Written exercise: Transfer the listing into your reply, beginning at the line that contains "-- select a point on the tall" and stopping after the line that contains "[(152, 357)]". Keep every line, and add -49 to each coordinate in the answer point lists only, leaving the sample coordinates in the comment lines unchanged.

Given entries:
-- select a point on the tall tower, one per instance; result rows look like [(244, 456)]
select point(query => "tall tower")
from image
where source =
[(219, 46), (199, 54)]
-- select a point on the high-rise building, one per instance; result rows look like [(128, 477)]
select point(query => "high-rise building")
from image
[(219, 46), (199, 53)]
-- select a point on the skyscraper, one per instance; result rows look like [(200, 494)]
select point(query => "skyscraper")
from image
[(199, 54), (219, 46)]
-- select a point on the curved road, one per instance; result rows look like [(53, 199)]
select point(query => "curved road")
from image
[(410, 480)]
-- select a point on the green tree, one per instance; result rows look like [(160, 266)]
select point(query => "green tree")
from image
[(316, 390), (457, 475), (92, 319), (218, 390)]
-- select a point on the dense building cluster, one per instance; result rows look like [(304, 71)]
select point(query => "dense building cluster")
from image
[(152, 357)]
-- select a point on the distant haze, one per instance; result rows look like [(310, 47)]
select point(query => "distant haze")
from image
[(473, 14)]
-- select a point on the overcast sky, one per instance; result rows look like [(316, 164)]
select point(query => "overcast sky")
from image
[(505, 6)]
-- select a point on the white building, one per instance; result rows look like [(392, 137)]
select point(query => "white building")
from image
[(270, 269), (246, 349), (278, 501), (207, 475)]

--

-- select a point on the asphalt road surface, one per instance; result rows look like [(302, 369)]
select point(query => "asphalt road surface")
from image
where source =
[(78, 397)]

---

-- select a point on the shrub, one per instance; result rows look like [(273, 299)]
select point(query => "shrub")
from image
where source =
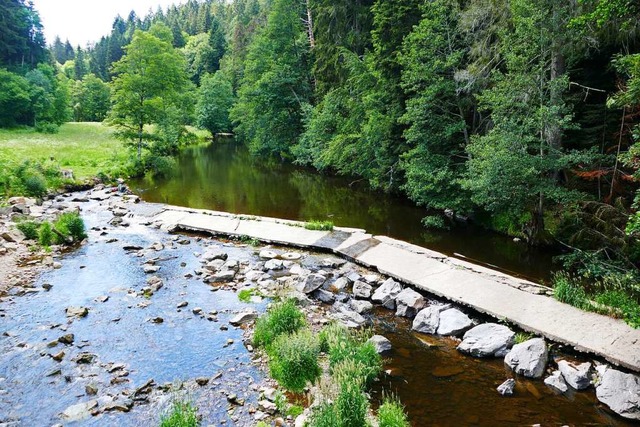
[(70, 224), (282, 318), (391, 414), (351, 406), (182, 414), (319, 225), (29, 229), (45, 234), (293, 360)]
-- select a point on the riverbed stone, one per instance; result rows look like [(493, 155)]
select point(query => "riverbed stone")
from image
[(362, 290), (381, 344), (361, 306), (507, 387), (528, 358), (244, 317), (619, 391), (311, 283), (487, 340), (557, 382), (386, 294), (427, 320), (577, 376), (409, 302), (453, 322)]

Answer for this exercise:
-- select a point on the tall tower, one per instance; result rows look like [(244, 456)]
select point(query => "tall tower")
from image
where source =
[(170, -3), (150, 5)]
-- select a point on the high-rise building, one per instance; result rows look like [(128, 477)]
select point(query => "high-rise building")
from image
[(170, -3), (150, 4)]
-- select a point on the skyscraper, one per instance; result rows look like [(200, 494)]
select point(query => "skyscraper")
from image
[(150, 5), (170, -3)]
-- select a point on the curved road, one per instance; result rows look like [(53, 199)]
select point(query => "curved road")
from image
[(361, 431)]
-- select a point on the green tree, one per instance; result rows look like [(160, 266)]
select point(query => "green tree")
from image
[(267, 341), (408, 426), (43, 270), (169, 341)]
-- select a point on the dense building cluster, one per instance; result rows look like [(304, 71)]
select point(query => "dense building cluster")
from image
[(103, 308)]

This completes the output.